● Task prompt
Restate the study announcement starting with "We are currently" and going on through "norms and traditions.", swapping "embodied GHG" for "embodied carbon".

We are currently leading a study at the University of Toronto investigating material intensity and embodied GHG in small multi-unit buildings (3-30 units) around the world. We are seeking data collaboration partners. The goal of this study is to better understand how material use and embodied GHG vary with location and changes in construction norms and traditions.
Specifically we are collecting data from:
- South Africa
Specifically, we are requesting copies of drawings (structural, architectural, and optionally MEP) for buildings built or in construction. We would also welcome BIMs if the projects have them but generally find we need to work from drawings. We ask that the drawings be from 100% design or later to as closely as possible reflect the real built building.
We will keep the drawings confidential; they will be stored on University of Toronto systems only and only seen by the Principal Investigator (Shoshanna Saxe) and her research team. In all public facing outputs from the research we will only reference the general location of the building(s) and will refer to each building by a number. We use the drawings to build detailed BIMs in Revit and complete material take offs to Uniformat and Master format Level 5 (both are widely used construction classification systems in North America). Full details on our methods can be found here: https://www.nature.com/articles/s41597-022-01141-8. To date we have completed take offs for nearly 200 buildings in Canada, the United States, Australia, Nigeria and the Philippines.

● Raw records
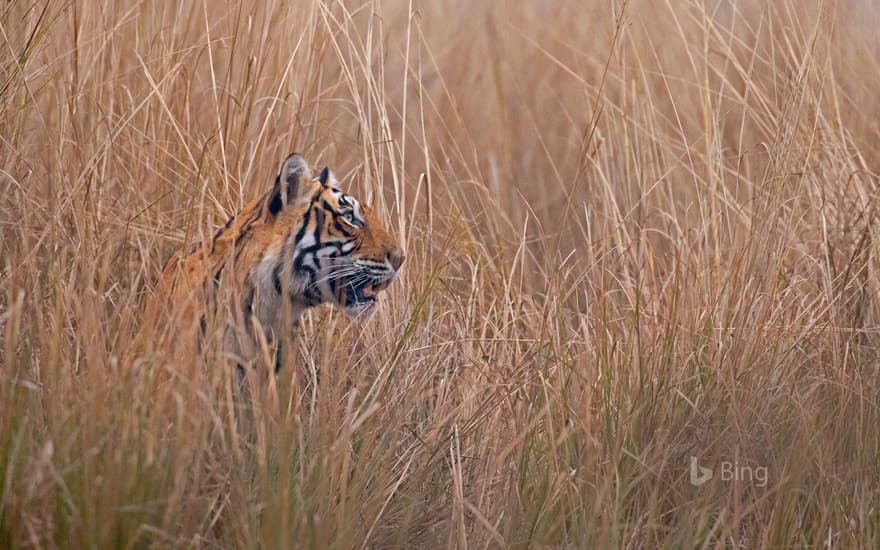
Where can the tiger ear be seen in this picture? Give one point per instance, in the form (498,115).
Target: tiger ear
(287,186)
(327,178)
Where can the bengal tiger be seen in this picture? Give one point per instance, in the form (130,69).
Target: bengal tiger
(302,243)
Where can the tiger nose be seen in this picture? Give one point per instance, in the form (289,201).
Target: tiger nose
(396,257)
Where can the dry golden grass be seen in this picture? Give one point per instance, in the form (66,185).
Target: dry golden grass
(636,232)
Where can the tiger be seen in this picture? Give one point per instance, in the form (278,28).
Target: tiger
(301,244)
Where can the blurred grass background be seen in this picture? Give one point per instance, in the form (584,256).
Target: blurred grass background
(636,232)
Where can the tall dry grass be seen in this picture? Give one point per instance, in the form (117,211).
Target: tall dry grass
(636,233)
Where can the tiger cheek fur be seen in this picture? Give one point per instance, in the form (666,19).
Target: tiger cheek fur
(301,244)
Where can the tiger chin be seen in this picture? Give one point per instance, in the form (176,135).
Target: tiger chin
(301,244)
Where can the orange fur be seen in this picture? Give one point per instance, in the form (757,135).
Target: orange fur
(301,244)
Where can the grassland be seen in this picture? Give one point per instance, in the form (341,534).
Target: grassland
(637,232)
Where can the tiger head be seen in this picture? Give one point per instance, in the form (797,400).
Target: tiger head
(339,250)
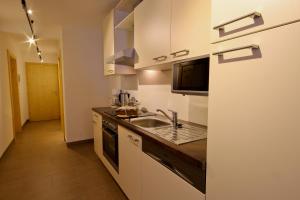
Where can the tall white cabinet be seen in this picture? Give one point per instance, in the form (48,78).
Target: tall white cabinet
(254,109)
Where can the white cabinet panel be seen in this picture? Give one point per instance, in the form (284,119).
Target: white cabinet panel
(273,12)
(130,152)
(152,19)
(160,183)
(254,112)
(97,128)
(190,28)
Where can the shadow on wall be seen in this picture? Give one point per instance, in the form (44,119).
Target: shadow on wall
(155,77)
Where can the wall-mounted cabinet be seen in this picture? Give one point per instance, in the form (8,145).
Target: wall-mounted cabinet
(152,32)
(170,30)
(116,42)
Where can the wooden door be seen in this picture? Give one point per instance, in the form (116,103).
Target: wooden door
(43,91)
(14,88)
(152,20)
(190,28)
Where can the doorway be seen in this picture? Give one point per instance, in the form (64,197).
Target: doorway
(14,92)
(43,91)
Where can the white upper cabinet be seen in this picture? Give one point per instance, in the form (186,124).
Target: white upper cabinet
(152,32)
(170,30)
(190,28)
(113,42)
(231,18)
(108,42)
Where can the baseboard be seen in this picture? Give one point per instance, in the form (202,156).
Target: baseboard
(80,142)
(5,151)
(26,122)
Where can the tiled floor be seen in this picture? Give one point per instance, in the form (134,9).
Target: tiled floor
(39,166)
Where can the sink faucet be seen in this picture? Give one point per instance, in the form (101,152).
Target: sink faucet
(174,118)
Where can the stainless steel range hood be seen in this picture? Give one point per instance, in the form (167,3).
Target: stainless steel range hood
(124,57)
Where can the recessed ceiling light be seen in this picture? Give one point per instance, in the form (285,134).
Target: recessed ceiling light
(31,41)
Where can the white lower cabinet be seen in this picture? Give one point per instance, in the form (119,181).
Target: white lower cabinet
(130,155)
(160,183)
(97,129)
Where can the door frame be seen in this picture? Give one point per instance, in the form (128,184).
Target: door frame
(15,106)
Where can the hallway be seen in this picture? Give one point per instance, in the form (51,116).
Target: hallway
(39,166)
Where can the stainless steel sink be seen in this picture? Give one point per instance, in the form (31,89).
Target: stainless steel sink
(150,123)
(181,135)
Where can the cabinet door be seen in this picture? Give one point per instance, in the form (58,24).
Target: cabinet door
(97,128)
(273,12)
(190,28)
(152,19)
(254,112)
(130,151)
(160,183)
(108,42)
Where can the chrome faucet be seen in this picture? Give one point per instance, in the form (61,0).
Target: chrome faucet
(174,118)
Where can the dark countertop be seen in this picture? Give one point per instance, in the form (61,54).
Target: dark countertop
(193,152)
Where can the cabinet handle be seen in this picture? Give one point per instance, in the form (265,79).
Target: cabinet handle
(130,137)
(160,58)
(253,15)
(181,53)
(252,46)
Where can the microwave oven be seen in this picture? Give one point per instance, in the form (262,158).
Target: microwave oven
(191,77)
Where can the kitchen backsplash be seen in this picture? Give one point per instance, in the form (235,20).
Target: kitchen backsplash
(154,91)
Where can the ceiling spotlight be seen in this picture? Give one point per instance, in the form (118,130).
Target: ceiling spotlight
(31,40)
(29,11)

--

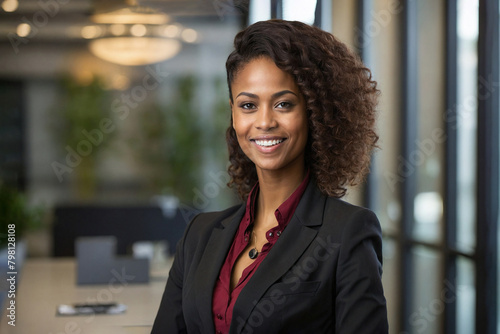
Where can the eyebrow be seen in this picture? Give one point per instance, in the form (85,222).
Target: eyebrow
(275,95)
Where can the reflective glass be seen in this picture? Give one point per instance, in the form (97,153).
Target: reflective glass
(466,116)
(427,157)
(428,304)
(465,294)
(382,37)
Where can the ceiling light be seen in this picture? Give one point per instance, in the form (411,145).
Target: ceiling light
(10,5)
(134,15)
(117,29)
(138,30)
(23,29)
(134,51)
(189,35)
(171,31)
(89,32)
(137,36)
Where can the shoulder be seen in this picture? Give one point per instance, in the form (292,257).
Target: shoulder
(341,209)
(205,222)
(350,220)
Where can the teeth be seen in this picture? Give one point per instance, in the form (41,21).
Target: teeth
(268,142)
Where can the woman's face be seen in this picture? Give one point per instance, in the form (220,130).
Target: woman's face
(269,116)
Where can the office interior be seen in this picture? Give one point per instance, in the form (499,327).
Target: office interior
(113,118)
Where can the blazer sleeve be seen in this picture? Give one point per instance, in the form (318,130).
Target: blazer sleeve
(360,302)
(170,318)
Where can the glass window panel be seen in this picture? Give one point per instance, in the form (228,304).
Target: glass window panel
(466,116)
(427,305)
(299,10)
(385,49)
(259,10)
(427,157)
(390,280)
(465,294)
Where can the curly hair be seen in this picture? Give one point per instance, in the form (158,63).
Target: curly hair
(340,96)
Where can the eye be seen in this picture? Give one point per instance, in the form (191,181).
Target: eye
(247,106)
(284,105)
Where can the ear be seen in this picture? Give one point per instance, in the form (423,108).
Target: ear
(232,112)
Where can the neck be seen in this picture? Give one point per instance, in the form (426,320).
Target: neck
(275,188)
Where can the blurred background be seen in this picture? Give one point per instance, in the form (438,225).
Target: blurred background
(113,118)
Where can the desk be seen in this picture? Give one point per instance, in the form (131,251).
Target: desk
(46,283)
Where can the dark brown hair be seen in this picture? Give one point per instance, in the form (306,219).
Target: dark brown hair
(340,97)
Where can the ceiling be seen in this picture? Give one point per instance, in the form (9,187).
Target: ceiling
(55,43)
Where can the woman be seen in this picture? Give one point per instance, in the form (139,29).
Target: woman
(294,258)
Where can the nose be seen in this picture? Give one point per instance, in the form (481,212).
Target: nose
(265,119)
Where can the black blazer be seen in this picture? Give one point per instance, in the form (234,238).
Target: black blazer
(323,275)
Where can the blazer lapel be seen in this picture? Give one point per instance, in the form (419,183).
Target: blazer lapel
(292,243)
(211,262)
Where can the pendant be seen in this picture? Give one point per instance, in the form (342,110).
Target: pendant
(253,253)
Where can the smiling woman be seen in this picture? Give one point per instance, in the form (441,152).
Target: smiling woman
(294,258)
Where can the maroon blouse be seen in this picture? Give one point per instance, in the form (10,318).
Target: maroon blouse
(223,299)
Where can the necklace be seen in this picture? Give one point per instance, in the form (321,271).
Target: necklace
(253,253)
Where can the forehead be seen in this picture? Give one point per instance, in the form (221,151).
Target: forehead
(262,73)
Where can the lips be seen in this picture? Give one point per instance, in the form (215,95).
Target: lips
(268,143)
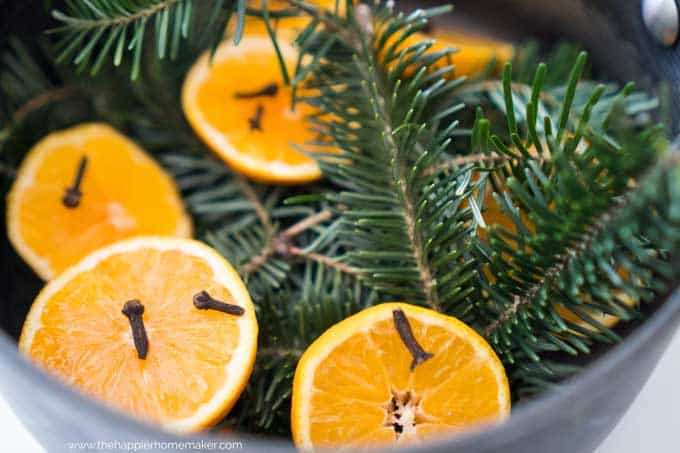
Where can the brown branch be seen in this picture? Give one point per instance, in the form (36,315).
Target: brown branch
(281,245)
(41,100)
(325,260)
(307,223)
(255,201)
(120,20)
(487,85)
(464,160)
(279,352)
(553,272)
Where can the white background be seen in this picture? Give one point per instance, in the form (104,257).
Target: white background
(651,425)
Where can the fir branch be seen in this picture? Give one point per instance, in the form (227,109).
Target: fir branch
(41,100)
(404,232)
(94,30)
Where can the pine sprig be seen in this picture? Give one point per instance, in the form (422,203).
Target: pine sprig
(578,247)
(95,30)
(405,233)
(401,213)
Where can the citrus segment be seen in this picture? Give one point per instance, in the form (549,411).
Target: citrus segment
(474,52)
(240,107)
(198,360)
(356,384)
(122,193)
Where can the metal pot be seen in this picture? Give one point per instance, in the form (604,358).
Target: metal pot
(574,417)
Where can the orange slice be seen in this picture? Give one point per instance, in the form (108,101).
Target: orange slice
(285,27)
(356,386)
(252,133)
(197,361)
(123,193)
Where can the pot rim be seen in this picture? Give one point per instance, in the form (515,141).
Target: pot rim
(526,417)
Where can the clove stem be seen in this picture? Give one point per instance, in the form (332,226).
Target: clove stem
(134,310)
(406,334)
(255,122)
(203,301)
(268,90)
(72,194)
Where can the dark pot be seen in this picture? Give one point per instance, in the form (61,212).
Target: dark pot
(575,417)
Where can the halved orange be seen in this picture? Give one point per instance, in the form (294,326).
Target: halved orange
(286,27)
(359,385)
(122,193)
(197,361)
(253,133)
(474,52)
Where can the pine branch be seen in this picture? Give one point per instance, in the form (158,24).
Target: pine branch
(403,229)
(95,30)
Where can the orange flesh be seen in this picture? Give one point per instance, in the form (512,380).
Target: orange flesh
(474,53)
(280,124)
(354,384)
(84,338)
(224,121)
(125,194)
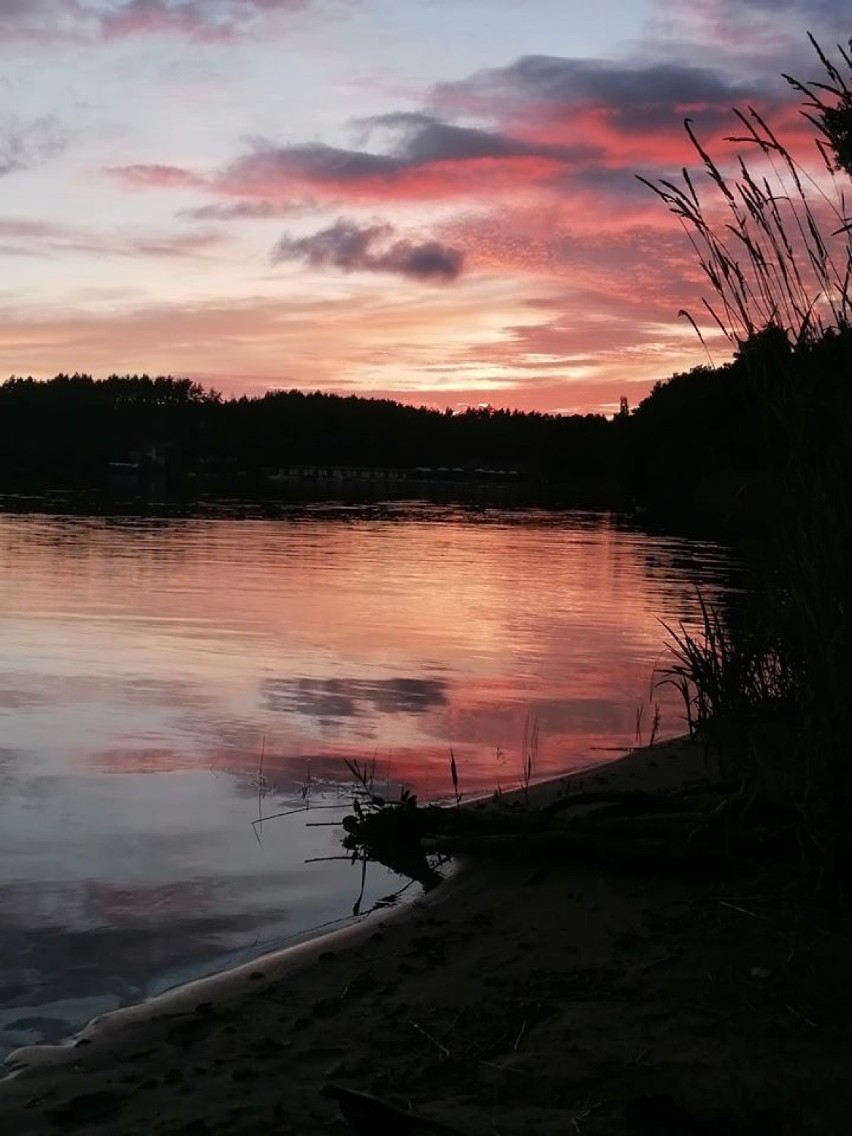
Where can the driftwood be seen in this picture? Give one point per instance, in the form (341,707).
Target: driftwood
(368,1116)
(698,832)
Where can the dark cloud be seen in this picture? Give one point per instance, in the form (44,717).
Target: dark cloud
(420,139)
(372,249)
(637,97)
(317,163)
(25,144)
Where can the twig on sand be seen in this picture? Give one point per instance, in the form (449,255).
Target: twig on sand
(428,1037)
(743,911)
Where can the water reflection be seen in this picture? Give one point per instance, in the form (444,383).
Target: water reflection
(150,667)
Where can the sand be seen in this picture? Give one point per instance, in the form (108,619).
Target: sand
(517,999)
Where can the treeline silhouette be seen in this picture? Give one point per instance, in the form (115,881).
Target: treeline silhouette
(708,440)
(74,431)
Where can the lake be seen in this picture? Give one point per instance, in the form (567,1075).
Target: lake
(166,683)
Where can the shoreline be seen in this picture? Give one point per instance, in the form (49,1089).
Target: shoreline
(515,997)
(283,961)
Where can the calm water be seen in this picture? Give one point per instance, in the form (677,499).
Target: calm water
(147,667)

...

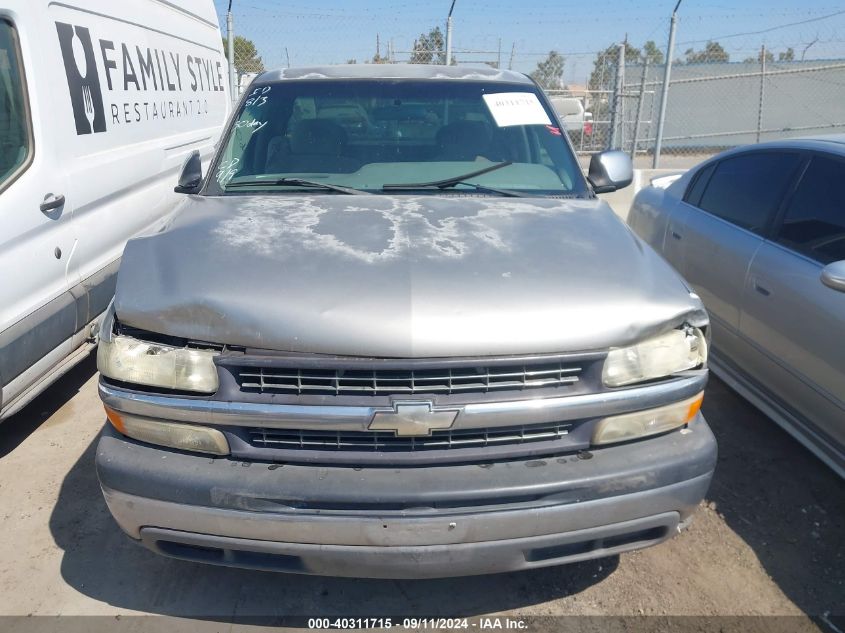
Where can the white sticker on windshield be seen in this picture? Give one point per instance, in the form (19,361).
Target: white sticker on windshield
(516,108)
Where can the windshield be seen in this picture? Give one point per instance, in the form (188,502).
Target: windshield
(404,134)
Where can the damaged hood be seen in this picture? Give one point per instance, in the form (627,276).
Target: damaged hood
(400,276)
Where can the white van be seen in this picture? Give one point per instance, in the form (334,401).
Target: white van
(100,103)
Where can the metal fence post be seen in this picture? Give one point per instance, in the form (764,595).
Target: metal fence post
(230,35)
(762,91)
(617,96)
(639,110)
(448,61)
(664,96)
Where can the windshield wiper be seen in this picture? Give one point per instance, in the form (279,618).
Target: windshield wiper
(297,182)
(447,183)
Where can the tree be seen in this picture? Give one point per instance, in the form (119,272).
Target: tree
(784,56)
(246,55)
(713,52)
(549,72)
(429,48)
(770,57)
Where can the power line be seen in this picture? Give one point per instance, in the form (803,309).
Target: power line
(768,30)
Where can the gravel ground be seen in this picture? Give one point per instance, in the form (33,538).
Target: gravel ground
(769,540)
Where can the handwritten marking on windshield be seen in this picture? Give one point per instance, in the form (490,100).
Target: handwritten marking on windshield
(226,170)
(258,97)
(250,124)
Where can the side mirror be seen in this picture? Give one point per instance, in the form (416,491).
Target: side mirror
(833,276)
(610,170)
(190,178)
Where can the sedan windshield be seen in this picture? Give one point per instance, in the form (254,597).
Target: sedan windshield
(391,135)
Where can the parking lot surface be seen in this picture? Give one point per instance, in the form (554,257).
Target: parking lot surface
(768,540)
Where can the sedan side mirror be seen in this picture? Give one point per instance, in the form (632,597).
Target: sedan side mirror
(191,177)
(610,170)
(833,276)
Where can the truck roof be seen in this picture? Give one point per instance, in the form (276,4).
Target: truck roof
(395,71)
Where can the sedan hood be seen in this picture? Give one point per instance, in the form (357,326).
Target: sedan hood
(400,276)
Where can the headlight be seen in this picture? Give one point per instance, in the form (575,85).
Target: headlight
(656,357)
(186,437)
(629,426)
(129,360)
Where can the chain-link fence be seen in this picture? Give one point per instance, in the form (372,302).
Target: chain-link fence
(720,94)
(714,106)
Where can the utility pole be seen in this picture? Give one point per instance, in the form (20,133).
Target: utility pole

● Answer below
We are currently leading a study at the University of Toronto investigating material intensity and embodied carbon in small multi-unit buildings (3-30 units) around the world. We are seeking data collaboration partners. The goal of this study is to better understand how material use and embodied carbon vary with location and changes in construction norms and traditions.